> _TASK LIST_:
1. In the Bindu negotiation text that follows, rewrite the paragraph beginning "Bindu ships the client side only" as a short bulleted list that keeps its main facts.
2. Carry the Bindu negotiation text below further, picking up right after its last line.

--- TEXT SECTION Enclosed Below ---

Skip to main content

Documentation Index

Fetch the complete documentation index at: https://docs.getbindu.com/llms.txt

Use this file to discover all available pages before exploring further.

You have three research agents on the network. Two are good, one is overloaded, one charges 5x more than the others. Static routing — “always send research tasks to Agent A” — works until Agent A goes down or starts dropping quality on a topic outside its training. Negotiation flips the question. Instead of the orchestrator guessing who’s best, it asks each candidate to score itself against the task. The agent looks at its own skills, queue depth, latency profile, and (if x402 is enabled) price, and replies with an accepted flag, a numeric score, and a per-skill reasoning trail. The orchestrator ranks the replies and picks one. The endpoint is POST /agent/negotiation. It’s public — no auth, no DID handshake — so any orchestrator on the network can probe an agent before sending a real task.
Bindu ships the client side only: each agent self-assesses against an incoming negotiation request. The broadcast-and-rank logic lives in the orchestrator, which is out of scope for the runtime. See Custom orchestrator below for a minimal implementation.

How Bindu Negotiation Works

The agent owns the scoring. It knows its skills, its queue, its latency history, its prices. The orchestrator just asks the question and ranks the answers.

The Negotiation Model

broadcast request -> per-agent self-assessment -> ranking -> selection
Static routingNegotiation
Orchestrator hardcodes “send X to agent A”Orchestrator asks “who can do X?”

--- End of Enclosed TEXT SECTION ---
--- DATA UNDER STUDY Enclosed Below ---

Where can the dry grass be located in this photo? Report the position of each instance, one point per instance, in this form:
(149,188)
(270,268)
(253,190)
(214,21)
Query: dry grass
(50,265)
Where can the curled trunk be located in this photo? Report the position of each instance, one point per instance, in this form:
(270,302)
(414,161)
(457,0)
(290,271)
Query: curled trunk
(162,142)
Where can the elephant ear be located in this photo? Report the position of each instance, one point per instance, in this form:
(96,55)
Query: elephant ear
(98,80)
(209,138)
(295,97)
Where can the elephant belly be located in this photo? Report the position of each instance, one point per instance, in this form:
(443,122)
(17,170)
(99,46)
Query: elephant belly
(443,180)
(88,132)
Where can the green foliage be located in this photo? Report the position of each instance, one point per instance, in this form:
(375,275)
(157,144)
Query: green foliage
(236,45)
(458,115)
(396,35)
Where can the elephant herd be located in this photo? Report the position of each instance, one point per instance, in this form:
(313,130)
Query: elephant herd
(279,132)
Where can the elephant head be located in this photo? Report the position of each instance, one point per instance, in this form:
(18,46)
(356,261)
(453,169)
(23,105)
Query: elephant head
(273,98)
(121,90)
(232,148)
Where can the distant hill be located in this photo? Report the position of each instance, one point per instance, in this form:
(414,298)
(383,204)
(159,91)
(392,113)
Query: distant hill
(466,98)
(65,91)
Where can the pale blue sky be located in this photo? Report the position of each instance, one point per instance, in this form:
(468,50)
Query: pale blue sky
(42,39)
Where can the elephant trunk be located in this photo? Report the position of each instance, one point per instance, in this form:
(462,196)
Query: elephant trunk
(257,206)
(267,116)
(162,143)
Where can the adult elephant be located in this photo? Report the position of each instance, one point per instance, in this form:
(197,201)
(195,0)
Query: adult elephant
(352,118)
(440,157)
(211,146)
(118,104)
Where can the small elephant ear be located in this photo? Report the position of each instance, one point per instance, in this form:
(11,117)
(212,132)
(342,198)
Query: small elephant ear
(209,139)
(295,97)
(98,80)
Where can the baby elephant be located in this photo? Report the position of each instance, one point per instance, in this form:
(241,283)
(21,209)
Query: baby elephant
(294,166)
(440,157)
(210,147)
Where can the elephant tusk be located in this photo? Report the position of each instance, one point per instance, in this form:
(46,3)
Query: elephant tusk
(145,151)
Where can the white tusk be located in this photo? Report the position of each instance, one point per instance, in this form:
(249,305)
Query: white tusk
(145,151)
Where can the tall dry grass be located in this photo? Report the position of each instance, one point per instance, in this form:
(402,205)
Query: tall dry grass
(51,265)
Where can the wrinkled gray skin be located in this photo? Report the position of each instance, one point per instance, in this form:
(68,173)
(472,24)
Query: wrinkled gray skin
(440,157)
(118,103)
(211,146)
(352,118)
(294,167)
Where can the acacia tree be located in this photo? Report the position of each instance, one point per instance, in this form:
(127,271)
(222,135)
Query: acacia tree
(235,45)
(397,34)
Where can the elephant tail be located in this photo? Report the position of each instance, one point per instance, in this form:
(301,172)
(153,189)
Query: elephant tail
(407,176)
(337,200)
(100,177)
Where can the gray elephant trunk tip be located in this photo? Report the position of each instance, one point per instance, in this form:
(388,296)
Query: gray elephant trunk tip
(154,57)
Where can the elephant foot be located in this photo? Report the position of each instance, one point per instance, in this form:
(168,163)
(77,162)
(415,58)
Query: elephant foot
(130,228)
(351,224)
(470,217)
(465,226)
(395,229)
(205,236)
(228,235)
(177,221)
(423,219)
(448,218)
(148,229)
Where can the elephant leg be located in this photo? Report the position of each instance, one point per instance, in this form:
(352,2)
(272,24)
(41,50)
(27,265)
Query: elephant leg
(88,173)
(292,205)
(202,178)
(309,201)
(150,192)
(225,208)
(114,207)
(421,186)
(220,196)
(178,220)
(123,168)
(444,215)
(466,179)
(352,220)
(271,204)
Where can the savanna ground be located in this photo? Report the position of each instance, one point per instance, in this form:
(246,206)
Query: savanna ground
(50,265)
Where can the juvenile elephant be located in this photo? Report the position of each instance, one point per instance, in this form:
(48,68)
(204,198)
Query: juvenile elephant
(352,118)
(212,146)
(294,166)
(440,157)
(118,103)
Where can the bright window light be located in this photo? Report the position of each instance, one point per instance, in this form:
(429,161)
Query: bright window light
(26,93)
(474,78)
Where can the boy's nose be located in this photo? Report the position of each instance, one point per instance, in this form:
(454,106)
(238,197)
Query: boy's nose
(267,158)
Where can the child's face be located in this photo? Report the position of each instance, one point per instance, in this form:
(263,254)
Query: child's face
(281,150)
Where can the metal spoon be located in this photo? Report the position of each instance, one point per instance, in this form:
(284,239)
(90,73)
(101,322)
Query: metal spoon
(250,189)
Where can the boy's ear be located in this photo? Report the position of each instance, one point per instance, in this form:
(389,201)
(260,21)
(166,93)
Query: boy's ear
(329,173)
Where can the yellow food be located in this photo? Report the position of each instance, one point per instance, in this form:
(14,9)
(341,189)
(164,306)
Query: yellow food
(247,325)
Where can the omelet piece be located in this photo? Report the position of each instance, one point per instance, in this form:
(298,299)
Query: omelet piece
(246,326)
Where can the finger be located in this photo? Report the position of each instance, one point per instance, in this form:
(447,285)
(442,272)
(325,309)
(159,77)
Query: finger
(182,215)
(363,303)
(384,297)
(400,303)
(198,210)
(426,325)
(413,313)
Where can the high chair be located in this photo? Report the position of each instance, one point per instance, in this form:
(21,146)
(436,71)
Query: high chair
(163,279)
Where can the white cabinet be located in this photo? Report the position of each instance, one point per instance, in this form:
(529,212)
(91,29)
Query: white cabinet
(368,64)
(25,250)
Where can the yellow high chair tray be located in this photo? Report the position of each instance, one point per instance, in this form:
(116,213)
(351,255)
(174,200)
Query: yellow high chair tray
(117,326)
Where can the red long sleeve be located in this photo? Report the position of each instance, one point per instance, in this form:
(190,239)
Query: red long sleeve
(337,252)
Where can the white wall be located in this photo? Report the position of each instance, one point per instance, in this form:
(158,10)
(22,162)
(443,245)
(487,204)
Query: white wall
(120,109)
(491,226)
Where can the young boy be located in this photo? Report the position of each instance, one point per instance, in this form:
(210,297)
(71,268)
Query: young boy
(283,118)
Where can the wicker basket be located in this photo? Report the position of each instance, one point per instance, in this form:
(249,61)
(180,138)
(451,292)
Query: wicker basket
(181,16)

--- End of Enclosed DATA UNDER STUDY ---

> _RESPONSES BY TASK_:
1.
- Bindu provides only the client side: each agent scores itself against an incoming negotiation request.
- The orchestrator handles broadcasting and ranking, which fall outside the runtime's scope.
- A minimal implementation appears in the Custom orchestrator section.

2.
Breaks when A is overloaded or downLive load and latency feed the score
New agents need router config changesNew agents advertise skills and join the pool
Single point of failurePer-request fan-out across candidates
No visibility into why A was chosenResponse includes subscores and matched skills

Adaptive

Selection can change per request instead of being fixed in advance.

Explainable

Responses include per-component subscores and per-skill match reasoning, not a black-box yes or no.

Efficient

Hard constraints reject early. Only candidates that survive the gate compute a full score.

The Lifecycle: Broadcast, Assess, Select

1

Broadcast

The orchestrator POSTs the same assessment request to every candidate URL. Only task_summary is required — everything else (IO types, tools, latency budget, cost cap, weights) is optional and turns into either a hard gate or a soft score.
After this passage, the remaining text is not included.